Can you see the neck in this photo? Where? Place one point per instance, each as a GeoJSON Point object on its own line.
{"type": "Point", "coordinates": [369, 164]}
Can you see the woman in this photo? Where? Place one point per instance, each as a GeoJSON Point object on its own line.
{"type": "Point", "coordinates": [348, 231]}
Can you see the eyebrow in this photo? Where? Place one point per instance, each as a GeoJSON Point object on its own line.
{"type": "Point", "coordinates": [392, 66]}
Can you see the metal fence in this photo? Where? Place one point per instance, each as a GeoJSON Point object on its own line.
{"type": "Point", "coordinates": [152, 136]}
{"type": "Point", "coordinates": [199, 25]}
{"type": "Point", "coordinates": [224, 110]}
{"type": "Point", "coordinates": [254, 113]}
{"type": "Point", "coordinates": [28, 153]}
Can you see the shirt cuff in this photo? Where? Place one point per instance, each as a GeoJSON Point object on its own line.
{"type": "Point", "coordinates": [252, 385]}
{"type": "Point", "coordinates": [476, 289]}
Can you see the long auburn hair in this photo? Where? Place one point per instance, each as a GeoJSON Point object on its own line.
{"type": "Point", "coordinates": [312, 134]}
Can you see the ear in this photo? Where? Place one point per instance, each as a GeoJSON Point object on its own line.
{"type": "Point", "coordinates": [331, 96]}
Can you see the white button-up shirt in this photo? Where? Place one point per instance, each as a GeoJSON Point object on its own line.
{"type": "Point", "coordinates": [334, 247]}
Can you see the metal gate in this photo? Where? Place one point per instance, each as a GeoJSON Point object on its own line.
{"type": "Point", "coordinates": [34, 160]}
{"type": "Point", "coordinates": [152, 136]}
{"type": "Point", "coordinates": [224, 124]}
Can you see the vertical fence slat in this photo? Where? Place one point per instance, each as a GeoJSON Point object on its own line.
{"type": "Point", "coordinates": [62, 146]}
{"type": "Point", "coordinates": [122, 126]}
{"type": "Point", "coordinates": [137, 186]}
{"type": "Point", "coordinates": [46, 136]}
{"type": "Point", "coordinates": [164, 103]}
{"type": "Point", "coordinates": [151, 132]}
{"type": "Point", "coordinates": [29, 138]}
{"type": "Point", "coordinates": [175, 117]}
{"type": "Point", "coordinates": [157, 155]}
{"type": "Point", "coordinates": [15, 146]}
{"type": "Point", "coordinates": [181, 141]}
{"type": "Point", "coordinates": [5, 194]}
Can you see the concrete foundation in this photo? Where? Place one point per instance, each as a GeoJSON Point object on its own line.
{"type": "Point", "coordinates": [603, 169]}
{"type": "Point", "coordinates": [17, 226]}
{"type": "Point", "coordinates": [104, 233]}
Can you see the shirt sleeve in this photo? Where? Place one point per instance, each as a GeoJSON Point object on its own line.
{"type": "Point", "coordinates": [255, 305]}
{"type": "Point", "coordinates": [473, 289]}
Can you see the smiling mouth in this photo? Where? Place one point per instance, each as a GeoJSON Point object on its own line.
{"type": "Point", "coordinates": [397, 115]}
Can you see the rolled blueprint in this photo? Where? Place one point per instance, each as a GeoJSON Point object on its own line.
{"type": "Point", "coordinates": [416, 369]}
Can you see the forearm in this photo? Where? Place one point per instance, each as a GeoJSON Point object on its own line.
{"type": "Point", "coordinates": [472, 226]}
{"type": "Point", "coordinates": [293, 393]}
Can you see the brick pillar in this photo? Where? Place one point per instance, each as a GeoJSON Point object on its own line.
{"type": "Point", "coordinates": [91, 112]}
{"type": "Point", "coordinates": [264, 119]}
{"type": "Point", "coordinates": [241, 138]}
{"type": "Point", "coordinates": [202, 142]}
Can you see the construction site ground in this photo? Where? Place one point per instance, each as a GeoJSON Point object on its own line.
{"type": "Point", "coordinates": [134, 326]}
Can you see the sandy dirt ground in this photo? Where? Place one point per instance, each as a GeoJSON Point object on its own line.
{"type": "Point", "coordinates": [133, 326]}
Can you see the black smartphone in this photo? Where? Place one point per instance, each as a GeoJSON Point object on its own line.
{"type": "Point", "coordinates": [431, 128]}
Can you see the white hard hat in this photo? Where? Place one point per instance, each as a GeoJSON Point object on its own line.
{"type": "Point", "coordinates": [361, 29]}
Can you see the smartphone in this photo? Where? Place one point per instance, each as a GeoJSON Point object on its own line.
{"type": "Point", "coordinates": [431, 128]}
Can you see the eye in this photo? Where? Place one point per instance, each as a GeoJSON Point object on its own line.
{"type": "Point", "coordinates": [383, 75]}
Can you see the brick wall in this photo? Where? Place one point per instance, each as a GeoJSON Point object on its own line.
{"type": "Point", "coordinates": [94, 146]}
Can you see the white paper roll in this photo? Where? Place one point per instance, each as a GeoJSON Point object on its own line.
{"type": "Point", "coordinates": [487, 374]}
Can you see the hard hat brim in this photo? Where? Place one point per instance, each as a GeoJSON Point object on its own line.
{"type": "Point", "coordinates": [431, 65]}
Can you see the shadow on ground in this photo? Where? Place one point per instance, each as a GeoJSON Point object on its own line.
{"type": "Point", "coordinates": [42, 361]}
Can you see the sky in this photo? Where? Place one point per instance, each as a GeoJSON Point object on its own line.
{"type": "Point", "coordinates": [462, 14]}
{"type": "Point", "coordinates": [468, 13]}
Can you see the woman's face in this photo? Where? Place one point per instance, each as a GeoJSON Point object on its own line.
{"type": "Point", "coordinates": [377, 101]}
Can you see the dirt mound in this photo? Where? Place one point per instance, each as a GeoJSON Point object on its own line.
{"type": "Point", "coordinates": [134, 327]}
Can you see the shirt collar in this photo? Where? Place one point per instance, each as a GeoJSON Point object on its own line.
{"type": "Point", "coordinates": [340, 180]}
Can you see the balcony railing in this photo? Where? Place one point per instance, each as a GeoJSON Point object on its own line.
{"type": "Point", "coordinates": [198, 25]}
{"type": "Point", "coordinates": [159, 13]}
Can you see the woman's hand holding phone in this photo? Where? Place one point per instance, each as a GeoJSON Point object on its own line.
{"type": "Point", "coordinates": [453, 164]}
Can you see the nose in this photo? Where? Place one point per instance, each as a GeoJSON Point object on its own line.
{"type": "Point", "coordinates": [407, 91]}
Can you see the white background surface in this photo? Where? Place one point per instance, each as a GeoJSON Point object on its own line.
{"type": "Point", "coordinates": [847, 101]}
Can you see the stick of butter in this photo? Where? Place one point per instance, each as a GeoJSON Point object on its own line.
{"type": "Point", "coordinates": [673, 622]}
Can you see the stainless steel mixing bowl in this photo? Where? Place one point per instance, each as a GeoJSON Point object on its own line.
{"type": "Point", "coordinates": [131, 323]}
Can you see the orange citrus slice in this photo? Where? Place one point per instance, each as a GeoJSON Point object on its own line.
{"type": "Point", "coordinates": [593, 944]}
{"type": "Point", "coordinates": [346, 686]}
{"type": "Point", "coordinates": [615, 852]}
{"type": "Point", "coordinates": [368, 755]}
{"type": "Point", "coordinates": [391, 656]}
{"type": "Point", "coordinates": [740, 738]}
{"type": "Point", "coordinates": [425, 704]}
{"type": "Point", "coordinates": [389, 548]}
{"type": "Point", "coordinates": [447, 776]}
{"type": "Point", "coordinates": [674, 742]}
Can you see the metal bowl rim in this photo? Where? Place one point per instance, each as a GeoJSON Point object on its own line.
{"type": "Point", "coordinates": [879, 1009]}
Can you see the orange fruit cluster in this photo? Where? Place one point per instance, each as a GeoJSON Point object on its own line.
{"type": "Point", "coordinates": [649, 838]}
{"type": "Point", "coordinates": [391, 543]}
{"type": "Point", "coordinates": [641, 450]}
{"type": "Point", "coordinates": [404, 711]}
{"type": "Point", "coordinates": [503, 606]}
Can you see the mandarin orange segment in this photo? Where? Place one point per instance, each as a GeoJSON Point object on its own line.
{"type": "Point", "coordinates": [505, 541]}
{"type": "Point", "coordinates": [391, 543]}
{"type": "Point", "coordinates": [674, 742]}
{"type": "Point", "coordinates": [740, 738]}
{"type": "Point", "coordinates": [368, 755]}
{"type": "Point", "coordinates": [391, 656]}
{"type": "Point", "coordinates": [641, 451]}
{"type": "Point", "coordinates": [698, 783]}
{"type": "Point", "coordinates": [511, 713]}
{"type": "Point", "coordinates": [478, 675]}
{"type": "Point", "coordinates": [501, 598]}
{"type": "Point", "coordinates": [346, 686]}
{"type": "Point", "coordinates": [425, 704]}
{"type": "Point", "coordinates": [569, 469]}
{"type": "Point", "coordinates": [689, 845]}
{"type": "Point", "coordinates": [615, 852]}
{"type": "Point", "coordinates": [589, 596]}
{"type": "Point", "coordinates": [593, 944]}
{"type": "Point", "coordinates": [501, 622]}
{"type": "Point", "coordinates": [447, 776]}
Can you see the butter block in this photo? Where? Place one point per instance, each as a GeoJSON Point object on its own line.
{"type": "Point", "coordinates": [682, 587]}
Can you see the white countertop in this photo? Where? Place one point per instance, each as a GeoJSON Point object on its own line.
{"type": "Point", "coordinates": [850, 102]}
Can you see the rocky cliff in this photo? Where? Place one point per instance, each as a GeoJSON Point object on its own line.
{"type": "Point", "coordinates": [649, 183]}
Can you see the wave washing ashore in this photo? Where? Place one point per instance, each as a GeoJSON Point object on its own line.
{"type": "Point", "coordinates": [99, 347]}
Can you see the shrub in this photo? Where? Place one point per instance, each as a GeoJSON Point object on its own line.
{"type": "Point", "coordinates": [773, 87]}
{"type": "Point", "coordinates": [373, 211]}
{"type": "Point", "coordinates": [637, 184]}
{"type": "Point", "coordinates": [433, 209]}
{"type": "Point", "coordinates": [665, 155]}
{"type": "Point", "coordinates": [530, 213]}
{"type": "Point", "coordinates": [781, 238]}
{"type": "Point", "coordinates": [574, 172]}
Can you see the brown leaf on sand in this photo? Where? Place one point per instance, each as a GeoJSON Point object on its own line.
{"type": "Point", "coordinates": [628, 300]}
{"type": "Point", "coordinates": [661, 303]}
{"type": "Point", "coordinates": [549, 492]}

※

• EXERCISE PROMPT:
The line containing "Can you see the shrub" marks the start; retype it and each line after it through the end of the records above, exactly.

• PROBLEM SOLUTION:
Can you see the shrub in this photo? Where? Place one point per instance, each as a GeoJSON Point object on its own line.
{"type": "Point", "coordinates": [773, 87]}
{"type": "Point", "coordinates": [373, 211]}
{"type": "Point", "coordinates": [637, 184]}
{"type": "Point", "coordinates": [433, 209]}
{"type": "Point", "coordinates": [665, 155]}
{"type": "Point", "coordinates": [530, 213]}
{"type": "Point", "coordinates": [781, 238]}
{"type": "Point", "coordinates": [574, 172]}
Can you see the brown leaf on sand in this photo? Where? Place one point per instance, each as a GeoJSON Point object on its own line.
{"type": "Point", "coordinates": [628, 300]}
{"type": "Point", "coordinates": [661, 303]}
{"type": "Point", "coordinates": [549, 492]}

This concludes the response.